Mapping the maize genome
Positional cloning is a genetic mapping technique used to pinpoint the location of specific traits of interest, such as disease-causing genes or mutations, within the genome. Very simply, this map-based technique involves crossing mutant individuals with wild-type individuals and examining the offspring in order to localize a candidate region in the genome for the mutation. By identifying genetic markers that are linked to the trait, progressively more precise areas on a chromosome are defined until the gene is identified.
This approach has contributed to the successful mapping of genes involved in numerous human diseases such as Huntington's disease and cystic fibrosis, an important first step in understanding these conditions.
In plants, the positional cloning method has been traditionally used in studies of model organisms such as rice and Arabidopsis, providing important insights into plant genetics. Researchers at Brigham Young University and Rutgers University have developed a protocol that highlights the utility of this technique in plant taxa with much larger genomes, such as maize. The detailed protocol is published in the January issue of Applications in Plant Sciences .

Work item A: Echo the maize genome passage word for word, everything from "In plants, the" down to "Plant Sciences .".
Work item B: In the maize genome passage, which two universities developed the protocol for using positional cloning in plants with large genomes?

Record set:
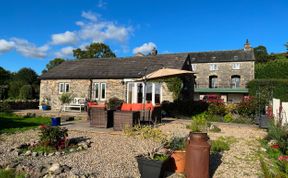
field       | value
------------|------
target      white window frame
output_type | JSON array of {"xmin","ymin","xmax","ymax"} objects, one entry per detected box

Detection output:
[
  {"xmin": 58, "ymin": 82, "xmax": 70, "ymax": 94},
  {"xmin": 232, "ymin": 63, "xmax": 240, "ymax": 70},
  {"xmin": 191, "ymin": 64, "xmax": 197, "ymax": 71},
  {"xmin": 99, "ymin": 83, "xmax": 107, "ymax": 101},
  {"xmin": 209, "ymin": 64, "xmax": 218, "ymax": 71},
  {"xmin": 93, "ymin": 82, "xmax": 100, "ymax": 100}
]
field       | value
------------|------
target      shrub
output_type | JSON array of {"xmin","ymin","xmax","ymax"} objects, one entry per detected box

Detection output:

---

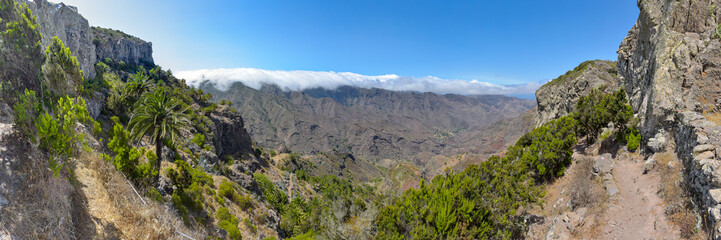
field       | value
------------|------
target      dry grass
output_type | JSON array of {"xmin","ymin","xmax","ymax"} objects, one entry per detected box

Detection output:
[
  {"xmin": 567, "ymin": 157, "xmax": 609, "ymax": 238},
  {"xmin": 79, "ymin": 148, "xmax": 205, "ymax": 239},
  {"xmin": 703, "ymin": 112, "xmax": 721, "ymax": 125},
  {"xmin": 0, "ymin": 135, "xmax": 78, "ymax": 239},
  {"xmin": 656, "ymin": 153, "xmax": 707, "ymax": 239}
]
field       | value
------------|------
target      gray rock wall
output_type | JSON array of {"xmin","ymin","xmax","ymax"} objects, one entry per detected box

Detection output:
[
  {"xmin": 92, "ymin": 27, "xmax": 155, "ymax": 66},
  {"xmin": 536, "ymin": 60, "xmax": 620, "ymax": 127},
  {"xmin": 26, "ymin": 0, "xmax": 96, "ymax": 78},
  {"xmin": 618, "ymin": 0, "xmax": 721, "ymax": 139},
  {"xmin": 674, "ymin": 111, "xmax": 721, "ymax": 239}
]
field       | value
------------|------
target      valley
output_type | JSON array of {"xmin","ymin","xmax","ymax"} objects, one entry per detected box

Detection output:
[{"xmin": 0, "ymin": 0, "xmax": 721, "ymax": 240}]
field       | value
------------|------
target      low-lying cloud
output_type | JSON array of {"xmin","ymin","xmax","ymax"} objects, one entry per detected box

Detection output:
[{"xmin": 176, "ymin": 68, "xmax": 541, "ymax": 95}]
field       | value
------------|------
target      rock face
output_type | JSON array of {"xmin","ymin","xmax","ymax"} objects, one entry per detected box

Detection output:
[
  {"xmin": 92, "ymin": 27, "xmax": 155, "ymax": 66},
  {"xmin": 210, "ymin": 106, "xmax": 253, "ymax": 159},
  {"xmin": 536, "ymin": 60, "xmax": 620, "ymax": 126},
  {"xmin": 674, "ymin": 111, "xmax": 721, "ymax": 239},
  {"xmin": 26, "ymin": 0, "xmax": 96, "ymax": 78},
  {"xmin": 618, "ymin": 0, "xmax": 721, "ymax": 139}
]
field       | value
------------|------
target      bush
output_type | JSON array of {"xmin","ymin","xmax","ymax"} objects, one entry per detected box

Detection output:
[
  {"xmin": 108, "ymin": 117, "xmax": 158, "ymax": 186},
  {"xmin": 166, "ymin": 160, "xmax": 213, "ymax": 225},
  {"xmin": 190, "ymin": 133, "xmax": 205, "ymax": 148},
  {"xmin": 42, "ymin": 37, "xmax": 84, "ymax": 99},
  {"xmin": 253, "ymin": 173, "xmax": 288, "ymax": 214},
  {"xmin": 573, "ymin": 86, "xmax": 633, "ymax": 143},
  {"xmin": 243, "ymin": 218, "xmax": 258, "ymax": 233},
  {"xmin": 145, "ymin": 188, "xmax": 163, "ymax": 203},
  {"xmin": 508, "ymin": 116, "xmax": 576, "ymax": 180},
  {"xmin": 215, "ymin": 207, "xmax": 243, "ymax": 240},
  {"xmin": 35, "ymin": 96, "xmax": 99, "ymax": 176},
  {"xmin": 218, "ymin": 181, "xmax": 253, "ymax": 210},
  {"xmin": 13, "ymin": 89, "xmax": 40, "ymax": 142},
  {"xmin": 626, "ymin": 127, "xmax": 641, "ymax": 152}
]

Your solution A:
In plants, the positional cloning method has been traditionally used in studies of model organisms such as rice and Arabidopsis, providing important insights into plant genetics. Researchers at Brigham Young University and Rutgers University have developed a protocol that highlights the utility of this technique in plant taxa with much larger genomes, such as maize. The detailed protocol is published in the January issue of Applications in Plant Sciences .

Your solution B: Brigham Young University and Rutgers University